[PATCH] linux-user: Reserve space for brk

Richard Henderson posted 1 patch 4 years, 3 months ago
Test docker-quick@centos7 passed
Test docker-mingw@fedora passed
Test FreeBSD passed
Test checkpatch passed
Patches applied successfully (tree, apply log)
git fetch https://github.com/patchew-project/qemu tags/patchew/20200117230245.5040-1-richard.henderson@linaro.org
Maintainers: Laurent Vivier <laurent@vivier.eu>, Riku Voipio <riku.voipio@iki.fi>
linux-user/qemu.h    |  1 +
linux-user/elfload.c | 73 +++++++++++++++++++++++++++++++++-----------
2 files changed, 57 insertions(+), 17 deletions(-)
[PATCH] linux-user: Reserve space for brk
Posted by Richard Henderson 4 years, 3 months ago
With bad luck, we can wind up with no space at all for brk,
which will generally cause the guest malloc to fail.

This bad luck is easier to come by with ET_DYN (PIE) binaries,
where either the stack or the interpreter (ld.so) gets placed
immediately after the main executable.

**A run of records**

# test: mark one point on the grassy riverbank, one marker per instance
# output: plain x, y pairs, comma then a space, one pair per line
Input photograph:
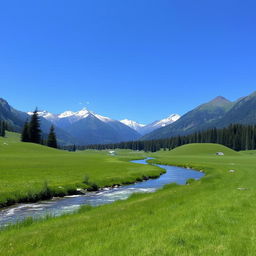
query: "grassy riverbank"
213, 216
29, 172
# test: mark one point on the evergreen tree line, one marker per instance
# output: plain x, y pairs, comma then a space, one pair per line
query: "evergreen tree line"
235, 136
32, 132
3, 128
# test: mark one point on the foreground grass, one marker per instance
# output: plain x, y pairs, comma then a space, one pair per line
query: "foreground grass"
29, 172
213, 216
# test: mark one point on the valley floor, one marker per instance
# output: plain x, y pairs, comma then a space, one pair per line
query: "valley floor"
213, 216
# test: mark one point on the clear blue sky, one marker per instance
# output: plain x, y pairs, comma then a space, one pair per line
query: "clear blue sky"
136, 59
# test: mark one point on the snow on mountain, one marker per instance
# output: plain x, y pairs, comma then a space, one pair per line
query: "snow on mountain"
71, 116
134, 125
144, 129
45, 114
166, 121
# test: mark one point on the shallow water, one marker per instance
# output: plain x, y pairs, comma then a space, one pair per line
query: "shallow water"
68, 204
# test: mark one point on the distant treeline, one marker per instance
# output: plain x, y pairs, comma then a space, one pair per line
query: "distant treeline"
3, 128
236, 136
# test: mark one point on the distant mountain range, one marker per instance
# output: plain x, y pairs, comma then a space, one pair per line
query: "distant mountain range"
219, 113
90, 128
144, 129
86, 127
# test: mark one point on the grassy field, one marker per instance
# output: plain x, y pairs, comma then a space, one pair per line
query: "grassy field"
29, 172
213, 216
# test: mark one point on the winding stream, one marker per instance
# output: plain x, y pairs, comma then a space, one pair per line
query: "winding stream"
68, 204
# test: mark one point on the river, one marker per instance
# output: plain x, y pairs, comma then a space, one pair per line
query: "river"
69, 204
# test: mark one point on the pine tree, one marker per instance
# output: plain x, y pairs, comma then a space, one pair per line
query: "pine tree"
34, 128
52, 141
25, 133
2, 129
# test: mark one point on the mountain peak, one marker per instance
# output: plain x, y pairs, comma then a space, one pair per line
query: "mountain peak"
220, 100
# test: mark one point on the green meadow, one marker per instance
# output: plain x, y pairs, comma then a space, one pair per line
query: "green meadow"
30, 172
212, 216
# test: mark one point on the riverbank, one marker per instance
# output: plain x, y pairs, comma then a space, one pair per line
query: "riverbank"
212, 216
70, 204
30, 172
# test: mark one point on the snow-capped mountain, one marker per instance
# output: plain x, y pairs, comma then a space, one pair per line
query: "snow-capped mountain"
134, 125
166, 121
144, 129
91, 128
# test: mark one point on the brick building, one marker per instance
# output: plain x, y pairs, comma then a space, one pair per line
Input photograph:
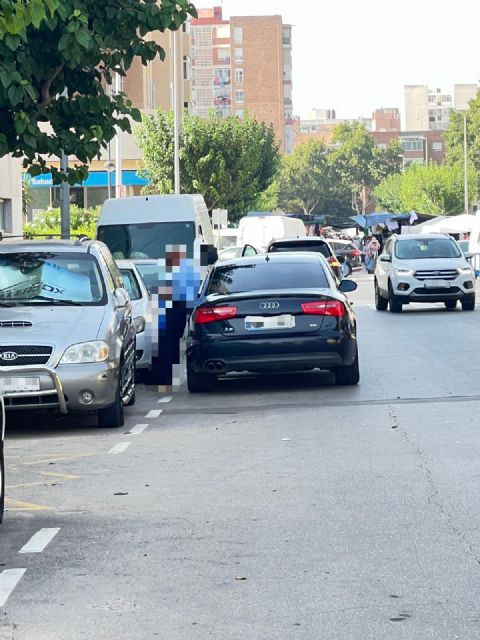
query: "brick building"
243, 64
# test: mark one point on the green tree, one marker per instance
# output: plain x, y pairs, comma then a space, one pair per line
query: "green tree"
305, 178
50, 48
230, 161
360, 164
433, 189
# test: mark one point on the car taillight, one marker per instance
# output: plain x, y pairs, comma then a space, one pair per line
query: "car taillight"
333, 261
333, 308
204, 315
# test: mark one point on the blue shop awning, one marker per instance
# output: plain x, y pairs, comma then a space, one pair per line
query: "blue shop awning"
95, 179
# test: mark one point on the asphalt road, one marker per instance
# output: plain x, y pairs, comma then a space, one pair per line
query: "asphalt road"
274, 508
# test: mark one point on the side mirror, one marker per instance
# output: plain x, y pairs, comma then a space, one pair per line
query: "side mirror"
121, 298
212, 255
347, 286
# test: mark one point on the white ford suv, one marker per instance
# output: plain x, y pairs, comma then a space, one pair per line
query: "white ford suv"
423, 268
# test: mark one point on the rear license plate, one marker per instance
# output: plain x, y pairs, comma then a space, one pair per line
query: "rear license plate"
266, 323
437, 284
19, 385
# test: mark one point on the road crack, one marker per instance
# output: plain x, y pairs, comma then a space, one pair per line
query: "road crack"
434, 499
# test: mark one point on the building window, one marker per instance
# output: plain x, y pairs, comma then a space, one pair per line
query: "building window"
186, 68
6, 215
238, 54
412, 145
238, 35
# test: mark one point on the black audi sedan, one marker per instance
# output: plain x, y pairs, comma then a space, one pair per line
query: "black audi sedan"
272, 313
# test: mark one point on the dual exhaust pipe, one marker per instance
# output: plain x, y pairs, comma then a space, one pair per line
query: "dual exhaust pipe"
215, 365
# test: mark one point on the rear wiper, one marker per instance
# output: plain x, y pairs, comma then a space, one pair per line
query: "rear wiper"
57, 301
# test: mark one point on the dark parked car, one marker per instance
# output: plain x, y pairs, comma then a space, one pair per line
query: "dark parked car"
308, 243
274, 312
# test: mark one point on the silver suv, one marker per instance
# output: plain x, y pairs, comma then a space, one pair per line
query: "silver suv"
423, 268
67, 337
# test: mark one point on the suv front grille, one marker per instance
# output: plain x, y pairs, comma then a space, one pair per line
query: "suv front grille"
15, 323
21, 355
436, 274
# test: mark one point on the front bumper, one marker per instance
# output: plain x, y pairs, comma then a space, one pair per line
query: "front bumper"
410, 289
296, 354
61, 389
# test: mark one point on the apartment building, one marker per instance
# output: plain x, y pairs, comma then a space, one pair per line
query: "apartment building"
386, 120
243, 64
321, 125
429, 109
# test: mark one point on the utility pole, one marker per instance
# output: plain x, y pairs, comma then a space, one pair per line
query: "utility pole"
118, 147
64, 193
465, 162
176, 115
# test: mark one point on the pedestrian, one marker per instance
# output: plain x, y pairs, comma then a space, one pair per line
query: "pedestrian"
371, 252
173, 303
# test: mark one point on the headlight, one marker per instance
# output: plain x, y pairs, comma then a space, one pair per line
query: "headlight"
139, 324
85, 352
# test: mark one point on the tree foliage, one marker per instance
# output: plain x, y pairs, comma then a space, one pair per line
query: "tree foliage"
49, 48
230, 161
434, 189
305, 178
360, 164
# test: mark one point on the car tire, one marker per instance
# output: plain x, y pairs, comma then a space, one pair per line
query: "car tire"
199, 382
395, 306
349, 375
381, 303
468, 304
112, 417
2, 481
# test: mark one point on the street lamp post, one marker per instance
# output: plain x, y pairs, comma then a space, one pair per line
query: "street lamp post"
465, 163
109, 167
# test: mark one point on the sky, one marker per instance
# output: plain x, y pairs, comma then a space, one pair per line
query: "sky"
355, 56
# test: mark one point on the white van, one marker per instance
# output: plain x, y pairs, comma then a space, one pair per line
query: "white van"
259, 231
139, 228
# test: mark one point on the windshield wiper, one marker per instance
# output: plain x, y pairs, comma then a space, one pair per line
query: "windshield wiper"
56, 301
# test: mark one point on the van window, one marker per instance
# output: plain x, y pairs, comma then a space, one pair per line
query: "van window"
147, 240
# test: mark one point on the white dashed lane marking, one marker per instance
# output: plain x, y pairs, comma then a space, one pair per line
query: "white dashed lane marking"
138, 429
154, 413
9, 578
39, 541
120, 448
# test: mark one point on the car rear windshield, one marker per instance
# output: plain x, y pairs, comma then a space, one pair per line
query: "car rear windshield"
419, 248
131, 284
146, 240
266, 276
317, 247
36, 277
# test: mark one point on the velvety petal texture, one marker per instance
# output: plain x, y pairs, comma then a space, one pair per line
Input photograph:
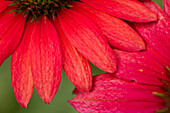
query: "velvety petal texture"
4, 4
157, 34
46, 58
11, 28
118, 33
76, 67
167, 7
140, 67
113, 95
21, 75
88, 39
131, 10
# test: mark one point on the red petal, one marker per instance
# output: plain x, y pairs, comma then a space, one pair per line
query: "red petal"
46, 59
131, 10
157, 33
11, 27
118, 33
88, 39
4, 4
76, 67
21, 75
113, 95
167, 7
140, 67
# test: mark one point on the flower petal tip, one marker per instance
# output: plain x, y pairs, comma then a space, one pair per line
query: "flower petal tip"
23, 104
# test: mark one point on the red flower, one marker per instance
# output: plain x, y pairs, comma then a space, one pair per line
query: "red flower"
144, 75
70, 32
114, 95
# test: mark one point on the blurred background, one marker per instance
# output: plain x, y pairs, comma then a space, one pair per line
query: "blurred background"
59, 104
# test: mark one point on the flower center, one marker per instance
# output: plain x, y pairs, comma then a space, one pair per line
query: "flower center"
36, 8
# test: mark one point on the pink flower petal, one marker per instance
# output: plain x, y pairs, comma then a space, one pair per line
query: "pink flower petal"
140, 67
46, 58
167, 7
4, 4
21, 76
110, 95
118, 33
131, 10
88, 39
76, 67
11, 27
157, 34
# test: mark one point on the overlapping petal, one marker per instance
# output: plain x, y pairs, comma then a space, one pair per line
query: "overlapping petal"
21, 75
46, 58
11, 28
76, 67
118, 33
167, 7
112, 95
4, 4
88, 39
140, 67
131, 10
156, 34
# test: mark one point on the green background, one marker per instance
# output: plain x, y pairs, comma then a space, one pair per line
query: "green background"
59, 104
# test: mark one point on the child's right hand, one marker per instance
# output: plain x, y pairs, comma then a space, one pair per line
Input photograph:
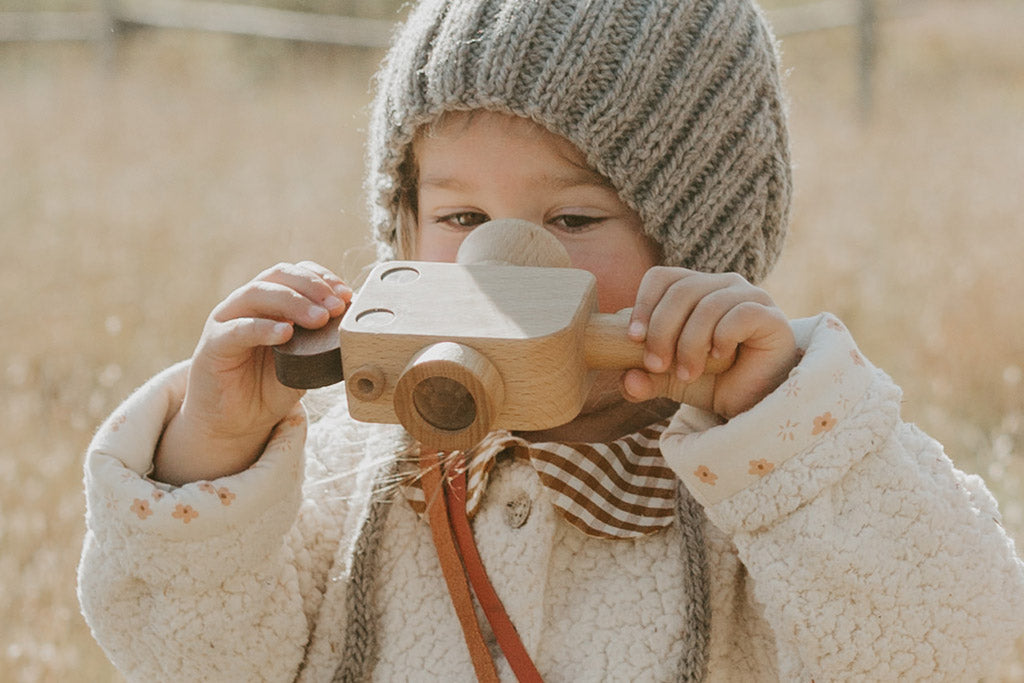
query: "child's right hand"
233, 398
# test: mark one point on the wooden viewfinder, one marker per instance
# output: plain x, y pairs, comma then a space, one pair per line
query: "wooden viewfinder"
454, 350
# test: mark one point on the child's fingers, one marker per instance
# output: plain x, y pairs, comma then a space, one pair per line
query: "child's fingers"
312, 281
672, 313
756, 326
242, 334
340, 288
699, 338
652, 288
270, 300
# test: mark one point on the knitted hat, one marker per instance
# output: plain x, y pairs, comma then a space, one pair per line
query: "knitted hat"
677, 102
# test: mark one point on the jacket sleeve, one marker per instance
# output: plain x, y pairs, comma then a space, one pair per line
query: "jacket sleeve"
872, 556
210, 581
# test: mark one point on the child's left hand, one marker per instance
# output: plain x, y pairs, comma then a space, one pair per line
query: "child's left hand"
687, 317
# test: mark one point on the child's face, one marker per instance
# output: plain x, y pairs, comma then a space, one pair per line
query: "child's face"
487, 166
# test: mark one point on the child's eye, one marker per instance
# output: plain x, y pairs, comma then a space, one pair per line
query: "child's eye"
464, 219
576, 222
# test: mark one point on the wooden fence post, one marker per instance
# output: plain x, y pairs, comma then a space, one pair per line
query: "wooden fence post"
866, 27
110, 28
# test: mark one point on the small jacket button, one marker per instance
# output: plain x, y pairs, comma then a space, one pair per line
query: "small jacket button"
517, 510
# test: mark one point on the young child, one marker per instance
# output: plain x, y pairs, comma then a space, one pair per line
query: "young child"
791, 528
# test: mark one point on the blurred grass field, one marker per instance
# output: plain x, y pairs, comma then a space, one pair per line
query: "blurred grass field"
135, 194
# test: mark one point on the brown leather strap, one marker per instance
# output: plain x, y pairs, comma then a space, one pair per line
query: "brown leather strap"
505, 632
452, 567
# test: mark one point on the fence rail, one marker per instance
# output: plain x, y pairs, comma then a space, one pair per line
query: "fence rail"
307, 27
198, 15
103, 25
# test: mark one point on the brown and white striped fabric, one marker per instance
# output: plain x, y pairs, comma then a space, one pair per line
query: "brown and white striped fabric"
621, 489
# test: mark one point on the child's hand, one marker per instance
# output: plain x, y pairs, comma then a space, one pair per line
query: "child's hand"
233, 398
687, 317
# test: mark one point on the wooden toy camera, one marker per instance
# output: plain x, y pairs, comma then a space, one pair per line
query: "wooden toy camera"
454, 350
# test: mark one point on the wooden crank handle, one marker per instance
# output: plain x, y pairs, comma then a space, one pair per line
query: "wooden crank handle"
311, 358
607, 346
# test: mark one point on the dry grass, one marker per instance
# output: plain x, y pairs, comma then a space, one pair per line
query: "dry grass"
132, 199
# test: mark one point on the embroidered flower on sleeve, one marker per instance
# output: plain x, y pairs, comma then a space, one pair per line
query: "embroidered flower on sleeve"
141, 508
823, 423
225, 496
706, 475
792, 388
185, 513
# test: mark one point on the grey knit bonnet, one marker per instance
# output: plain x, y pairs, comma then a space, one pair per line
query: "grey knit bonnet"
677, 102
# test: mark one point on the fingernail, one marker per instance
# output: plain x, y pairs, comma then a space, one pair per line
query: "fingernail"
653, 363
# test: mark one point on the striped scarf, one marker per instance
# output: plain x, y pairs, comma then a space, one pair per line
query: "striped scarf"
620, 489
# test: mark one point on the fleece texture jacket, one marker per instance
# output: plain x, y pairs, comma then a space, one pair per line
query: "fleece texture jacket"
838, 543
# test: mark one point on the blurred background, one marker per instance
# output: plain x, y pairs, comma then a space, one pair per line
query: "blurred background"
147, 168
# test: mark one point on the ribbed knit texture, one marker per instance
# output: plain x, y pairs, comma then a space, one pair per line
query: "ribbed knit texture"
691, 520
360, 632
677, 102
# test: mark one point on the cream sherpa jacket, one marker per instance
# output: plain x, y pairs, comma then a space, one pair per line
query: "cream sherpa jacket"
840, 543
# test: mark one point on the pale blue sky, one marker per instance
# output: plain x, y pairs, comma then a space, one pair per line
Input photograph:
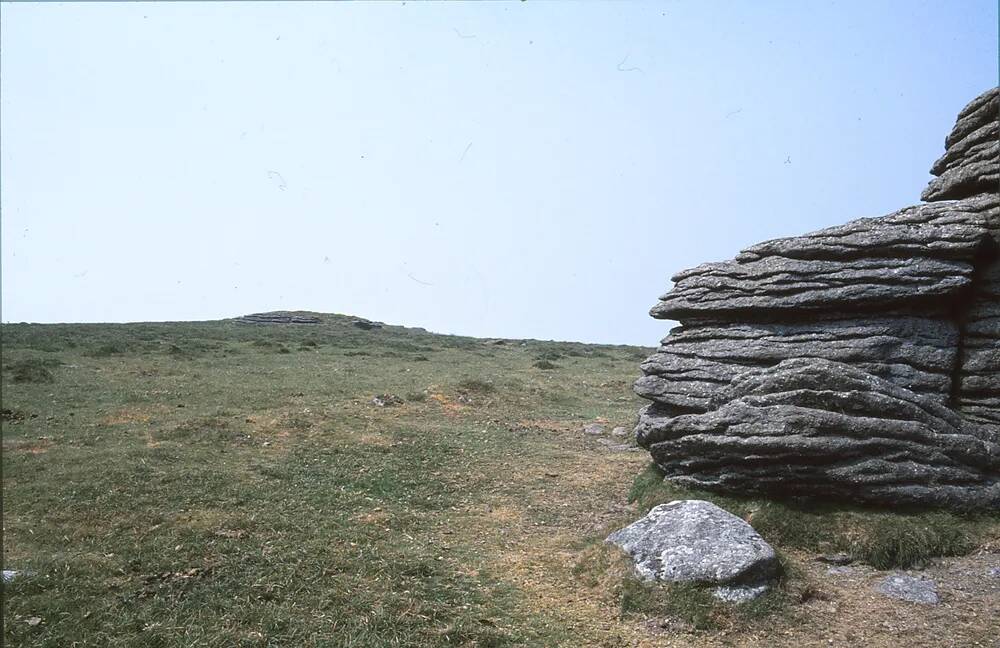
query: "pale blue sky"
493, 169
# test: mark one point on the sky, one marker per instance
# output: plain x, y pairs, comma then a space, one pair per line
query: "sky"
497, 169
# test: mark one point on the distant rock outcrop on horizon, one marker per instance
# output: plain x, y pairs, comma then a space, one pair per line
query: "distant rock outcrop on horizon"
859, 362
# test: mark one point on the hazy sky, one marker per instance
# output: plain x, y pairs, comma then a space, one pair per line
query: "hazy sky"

**THE TASKS**
a: Translate into Spanish this sentence from the brk patch description: "With bad luck, we can wind up with no space at all for brk, which will generally cause the guest malloc to fail."
b: Using the brk patch page, decide whether each statement agrees with it, answering yes or no and quoting the words that settle it: (i) The patch touches two files. (ii) The checkpatch test failed. (iii) The bad luck is easier to come by with ET_DYN (PIE) binaries.
c: Continue the patch description about reserving space for brk, starting after its final sentence.

**RESULTS FOR EACH TASK**
a: Con mala suerte, podemos acabar sin ningún espacio para brk, lo que generalmente hará que falle el malloc del invitado.

b:
(i) Yes: "2 files changed, 57 insertions(+), 17 deletions(-)"
(ii) No: "Test checkpatch passed"
(iii) Yes: "This bad luck is easier to come by with ET_DYN (PIE) binaries"

c:
But there's nothing preventing this same thing from happening
with ET_EXEC (normal) binaries, during probe_guest_base().

In both cases, reserve some extra space via mmap and release
it back to the system after loading the interpreter and
allocating the stack.

The choice of 16MB is somewhat arbitrary.  It's enough for libc
to get going, but without being so large that 32-bit guests or
32-bit hosts are in danger of running out of virtual address space.
It is expected that libc will be able to fall back to mmap arenas
after the limited brk space is exhausted.

Launchpad: https://bugs.launchpad.net/qemu/+bug/1749393
Signed-off-by: Richard Henderson <richard.henderson@linaro.org>
---

Note that the LP comments mention the fix for this in the kernel,
and about there being a "guaranteed 128MB gap" for x86_64.  As far
as I can see, this "gap" is part of the unmapped_area() algorithm.
For qemu, this would correspond to mmap_find_vma(), except that,
except when we fall back to mmap_find_vma_reserved(), we are not
100% in control over the allocation.


r~

---
 linux-user/qemu.h    |  1 +
 linux-user/elfload.c | 73 +++++++++++++++++++++++++++++++++-----------
 2 files changed, 57 insertions(+), 17 deletions(-)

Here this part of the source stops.